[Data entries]
****************

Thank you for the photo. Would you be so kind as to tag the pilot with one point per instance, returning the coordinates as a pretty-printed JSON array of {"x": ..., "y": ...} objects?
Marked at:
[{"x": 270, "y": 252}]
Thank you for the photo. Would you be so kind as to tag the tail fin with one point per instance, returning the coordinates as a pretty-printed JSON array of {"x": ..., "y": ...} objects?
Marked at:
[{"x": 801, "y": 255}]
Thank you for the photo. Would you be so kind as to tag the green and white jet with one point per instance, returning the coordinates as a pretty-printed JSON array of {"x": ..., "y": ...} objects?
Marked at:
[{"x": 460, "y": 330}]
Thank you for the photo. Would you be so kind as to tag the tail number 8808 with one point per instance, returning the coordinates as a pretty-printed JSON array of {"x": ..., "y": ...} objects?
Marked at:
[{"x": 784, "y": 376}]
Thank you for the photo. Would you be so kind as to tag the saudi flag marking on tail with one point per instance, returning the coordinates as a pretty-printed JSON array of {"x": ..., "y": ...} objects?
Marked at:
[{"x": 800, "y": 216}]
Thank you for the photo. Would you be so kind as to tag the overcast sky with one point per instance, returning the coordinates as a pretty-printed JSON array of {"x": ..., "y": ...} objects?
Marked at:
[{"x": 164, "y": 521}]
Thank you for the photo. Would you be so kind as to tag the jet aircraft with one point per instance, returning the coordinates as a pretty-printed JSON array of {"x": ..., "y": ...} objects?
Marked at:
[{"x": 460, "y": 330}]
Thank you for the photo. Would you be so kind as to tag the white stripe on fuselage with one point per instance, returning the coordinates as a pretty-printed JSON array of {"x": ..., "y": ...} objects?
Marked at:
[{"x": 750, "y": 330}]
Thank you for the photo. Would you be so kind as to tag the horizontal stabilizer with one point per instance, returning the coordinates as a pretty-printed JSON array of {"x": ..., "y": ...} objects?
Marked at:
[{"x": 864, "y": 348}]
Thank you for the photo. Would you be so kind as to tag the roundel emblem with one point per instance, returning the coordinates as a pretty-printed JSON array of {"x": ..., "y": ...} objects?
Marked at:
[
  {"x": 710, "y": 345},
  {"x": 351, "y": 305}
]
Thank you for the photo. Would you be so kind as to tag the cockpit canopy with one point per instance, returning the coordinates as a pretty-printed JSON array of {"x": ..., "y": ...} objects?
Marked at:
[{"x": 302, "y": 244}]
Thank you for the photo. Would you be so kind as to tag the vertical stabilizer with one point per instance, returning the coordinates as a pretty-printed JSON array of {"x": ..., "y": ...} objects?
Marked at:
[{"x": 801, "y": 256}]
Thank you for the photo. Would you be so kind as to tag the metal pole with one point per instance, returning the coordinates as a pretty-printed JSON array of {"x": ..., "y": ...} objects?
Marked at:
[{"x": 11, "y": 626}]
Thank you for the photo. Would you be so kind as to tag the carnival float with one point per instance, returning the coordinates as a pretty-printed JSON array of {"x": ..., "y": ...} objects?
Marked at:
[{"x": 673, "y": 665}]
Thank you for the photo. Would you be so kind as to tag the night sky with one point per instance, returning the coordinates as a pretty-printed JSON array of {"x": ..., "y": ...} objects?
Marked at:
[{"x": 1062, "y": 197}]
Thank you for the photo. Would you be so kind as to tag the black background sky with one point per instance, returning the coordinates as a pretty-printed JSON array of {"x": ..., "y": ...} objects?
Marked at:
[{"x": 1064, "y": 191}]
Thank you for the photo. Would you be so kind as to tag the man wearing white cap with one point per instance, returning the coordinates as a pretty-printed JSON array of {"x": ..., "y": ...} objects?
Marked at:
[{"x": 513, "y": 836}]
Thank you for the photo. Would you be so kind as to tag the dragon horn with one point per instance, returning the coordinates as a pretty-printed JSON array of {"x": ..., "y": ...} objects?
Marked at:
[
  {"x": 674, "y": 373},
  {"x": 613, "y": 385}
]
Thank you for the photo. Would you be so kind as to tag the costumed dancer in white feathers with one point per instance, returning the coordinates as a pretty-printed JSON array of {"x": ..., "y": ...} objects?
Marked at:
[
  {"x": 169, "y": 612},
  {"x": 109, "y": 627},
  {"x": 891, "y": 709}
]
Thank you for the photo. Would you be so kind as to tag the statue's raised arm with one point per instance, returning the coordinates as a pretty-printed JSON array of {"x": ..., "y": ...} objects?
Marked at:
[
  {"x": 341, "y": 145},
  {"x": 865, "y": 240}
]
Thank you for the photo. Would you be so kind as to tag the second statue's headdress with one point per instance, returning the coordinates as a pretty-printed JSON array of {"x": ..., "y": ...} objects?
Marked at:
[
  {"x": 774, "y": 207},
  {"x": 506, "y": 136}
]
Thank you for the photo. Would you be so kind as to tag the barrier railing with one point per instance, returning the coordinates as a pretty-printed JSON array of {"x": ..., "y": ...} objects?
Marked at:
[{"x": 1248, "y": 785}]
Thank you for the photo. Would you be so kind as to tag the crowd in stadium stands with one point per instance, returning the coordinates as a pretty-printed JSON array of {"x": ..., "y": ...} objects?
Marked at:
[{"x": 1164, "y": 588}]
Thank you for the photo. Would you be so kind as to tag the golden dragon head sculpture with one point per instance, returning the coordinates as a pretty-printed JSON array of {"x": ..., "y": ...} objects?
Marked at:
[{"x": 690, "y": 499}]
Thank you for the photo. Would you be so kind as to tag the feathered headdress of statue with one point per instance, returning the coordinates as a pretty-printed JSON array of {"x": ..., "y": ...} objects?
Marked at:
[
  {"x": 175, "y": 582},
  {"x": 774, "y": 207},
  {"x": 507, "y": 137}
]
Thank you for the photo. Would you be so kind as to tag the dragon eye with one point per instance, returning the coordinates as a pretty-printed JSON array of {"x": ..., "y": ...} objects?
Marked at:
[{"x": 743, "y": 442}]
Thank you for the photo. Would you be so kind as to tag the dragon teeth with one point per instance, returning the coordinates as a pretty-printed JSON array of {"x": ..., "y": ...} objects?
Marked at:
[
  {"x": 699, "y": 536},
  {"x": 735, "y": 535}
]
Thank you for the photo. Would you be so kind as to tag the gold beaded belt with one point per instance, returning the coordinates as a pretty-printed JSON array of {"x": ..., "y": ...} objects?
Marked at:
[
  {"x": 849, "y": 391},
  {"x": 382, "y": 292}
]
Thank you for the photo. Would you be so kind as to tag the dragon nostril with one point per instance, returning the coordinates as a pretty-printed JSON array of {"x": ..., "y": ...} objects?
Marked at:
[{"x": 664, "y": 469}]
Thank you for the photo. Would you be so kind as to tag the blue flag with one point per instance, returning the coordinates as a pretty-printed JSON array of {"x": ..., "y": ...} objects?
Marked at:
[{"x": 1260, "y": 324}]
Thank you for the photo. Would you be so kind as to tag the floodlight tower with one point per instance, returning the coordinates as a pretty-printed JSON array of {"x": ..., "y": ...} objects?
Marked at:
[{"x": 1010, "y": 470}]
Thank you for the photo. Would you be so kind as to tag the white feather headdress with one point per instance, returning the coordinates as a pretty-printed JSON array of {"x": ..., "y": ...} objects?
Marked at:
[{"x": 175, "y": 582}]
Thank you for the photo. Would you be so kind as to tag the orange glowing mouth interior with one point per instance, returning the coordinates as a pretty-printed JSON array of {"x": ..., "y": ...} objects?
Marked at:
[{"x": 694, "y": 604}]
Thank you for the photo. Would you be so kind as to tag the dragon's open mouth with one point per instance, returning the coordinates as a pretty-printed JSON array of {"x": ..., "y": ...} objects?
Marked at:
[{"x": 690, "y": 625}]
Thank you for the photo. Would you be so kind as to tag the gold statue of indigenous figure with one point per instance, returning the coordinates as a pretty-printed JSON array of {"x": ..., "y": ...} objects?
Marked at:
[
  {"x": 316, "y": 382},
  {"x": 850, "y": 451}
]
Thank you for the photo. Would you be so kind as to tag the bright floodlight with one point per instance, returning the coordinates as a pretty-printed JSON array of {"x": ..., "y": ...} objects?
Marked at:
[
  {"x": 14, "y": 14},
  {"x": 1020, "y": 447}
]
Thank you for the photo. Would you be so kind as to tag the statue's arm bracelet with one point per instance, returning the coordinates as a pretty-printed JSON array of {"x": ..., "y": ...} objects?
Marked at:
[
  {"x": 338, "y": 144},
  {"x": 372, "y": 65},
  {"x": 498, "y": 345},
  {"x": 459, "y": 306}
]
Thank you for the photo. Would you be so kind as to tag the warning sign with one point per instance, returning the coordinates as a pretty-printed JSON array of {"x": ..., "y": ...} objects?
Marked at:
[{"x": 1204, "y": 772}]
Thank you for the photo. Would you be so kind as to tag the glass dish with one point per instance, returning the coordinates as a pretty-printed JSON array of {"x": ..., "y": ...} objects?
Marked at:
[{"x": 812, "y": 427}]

****************

• **What the task asks**
Return exactly the lines of the data, and only those, from the line with "tag the orange" through the last line, inclusive.

• **Solution to this problem**
Thank you for the photo. Would you be so kind as to tag the orange glowing mouth interior with one point per instance, returning the coordinates as a pretty-printed JSON array of {"x": ..., "y": ...} objects?
Marked at:
[{"x": 694, "y": 604}]
Thank you for the photo. Would you be so kind as to tag the dragon's open mouth with one point per instance, returning the coordinates as a pretty-printed JSON array of {"x": ..., "y": ...} objects?
Marked at:
[{"x": 690, "y": 625}]
Thank you for the photo. Would you be so kind as to tag the gold statue of indigenous figure with one point per instance, returning the coordinates as a pretty-printed JSON array of {"x": ..., "y": ...} objects?
Marked at:
[
  {"x": 316, "y": 382},
  {"x": 850, "y": 451}
]
Thank you for the photo. Would you be so kind as to tag the bright floodlight with one point per instance, returning the coordinates as a pretty-printed JSON array of {"x": ..., "y": ...} objects?
Marked at:
[
  {"x": 14, "y": 14},
  {"x": 1020, "y": 447}
]
Thank you for the photo. Would you be so kind as to tag the statue's arm bracelet with one point per instance, returning the coordinates as a pretty-printed JSON array of {"x": ..., "y": ...} objects?
Marked at:
[
  {"x": 338, "y": 144},
  {"x": 372, "y": 65},
  {"x": 498, "y": 345},
  {"x": 459, "y": 306}
]
Thank you for the photo. Would you be so kind as to tag the warning sign with one point per instance, returning the coordinates as a pretty-printed JSON array of {"x": ..., "y": ...} objects?
Marked at:
[{"x": 1204, "y": 772}]
Thank you for the photo. Would you be so kind as to tag the glass dish with one point per instance, returning the coordinates as a pretty-printed JSON array of {"x": ..., "y": ...} objects?
Marked at:
[{"x": 812, "y": 427}]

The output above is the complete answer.